Excerpted data:
________________

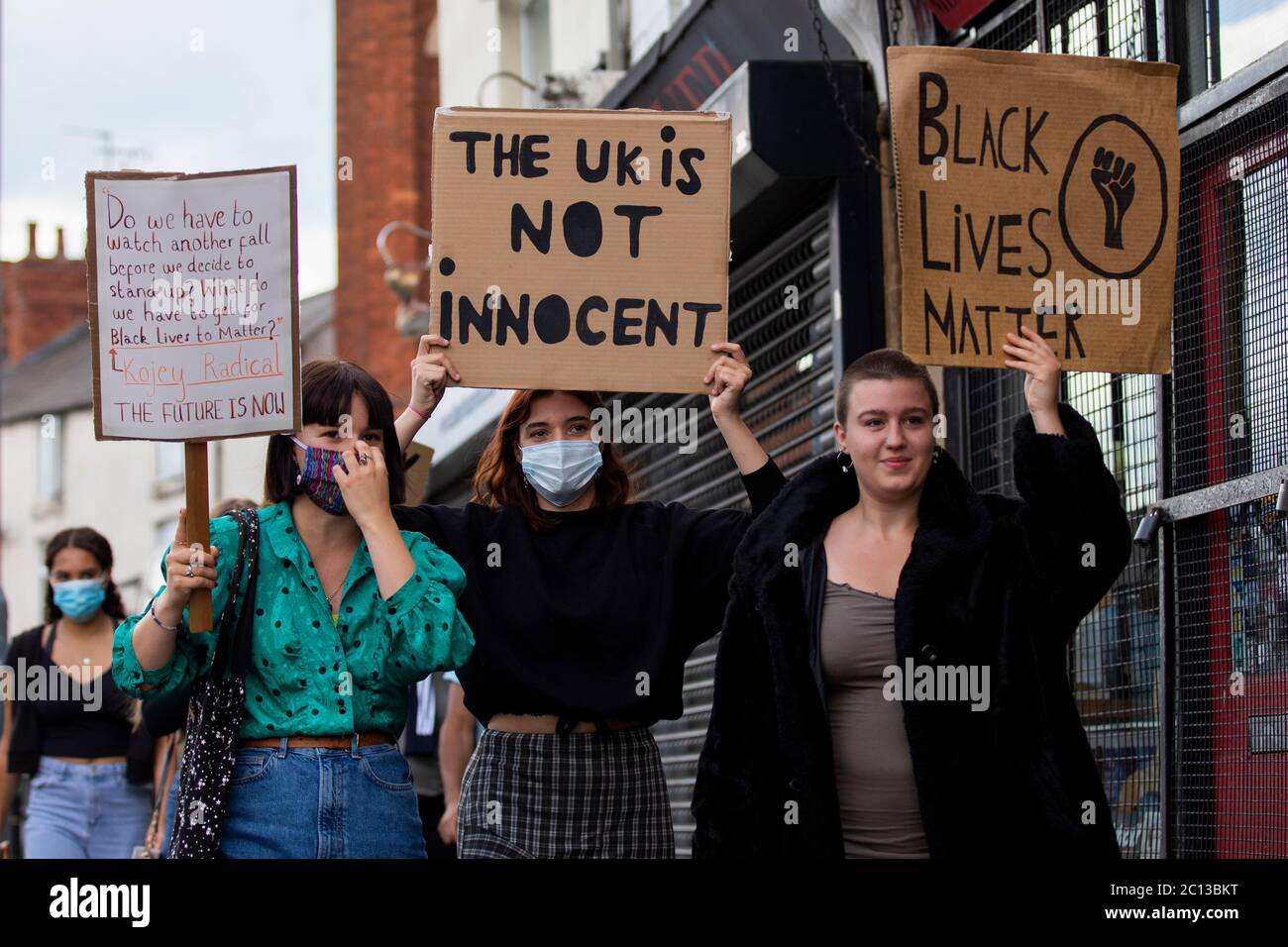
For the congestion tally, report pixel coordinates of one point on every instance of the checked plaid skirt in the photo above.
(565, 795)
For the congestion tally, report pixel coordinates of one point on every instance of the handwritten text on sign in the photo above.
(581, 249)
(1035, 191)
(194, 318)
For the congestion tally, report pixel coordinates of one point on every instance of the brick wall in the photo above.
(43, 296)
(386, 90)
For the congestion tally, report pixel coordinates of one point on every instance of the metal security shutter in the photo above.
(789, 406)
(1229, 767)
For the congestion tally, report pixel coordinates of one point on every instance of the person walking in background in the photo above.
(81, 738)
(456, 741)
(426, 714)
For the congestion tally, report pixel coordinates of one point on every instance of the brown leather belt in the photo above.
(366, 738)
(553, 723)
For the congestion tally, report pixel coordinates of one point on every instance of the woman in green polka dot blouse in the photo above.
(348, 612)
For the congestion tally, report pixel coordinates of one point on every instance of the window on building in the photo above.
(50, 460)
(1244, 31)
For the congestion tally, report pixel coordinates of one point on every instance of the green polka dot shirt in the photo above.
(317, 673)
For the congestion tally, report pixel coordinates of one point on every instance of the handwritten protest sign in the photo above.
(1035, 189)
(193, 304)
(581, 249)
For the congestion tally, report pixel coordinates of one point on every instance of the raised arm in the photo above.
(728, 376)
(1073, 518)
(156, 651)
(429, 371)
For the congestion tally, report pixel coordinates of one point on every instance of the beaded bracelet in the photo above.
(154, 613)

________________

Exercise:
Could the data above be reproduced exactly, with the pictures left out?

Result for this task:
For the congestion tally, report pixel coordinates of one point on every instance of the checked plaid skirt in the photo above.
(565, 795)
For the congestion tally, report pixel coordinates of one point on every instance of the handwritten text on sign in the photo above.
(581, 249)
(1035, 191)
(194, 318)
For the congestion tally, report pixel coordinates of one point on every instance of the brick wall in the photo above.
(43, 296)
(386, 90)
For the congestion tally, report pixel coordinates of one point on every instance of the metal security shutter in the photo above.
(789, 406)
(1229, 767)
For the congestion tally, report pixel coordinates of one point on every instance of the person walking in background in the photo above.
(81, 738)
(456, 741)
(426, 714)
For the congestion tally, report pixel coordinates of one point on every instance of the brown leather belt in the photo above.
(366, 738)
(553, 723)
For the congestion tally, report pixel coordinates of one point on every instance of the woman in green polka dot blouse in the photo above.
(348, 612)
For the congestion tally, report pixel coordinates of one point on every instance of the window on building in the photo above.
(50, 460)
(1244, 31)
For the congestion tally, report pixel coordinates of one point on every instance of the green polka dot shirt in the photo above.
(317, 673)
For the congestion tally, report pixel coordinates of one point on every instance of the handwritten protest sign in the photo above.
(1035, 189)
(193, 304)
(581, 249)
For the congestion tally, report pixel coordinates of one point on every instance of the raised arm in the photo above.
(728, 376)
(1073, 518)
(156, 651)
(429, 371)
For the congestion tally, report pixel coordinates of one point on every instance of the beaded bracelet in the photo above.
(154, 613)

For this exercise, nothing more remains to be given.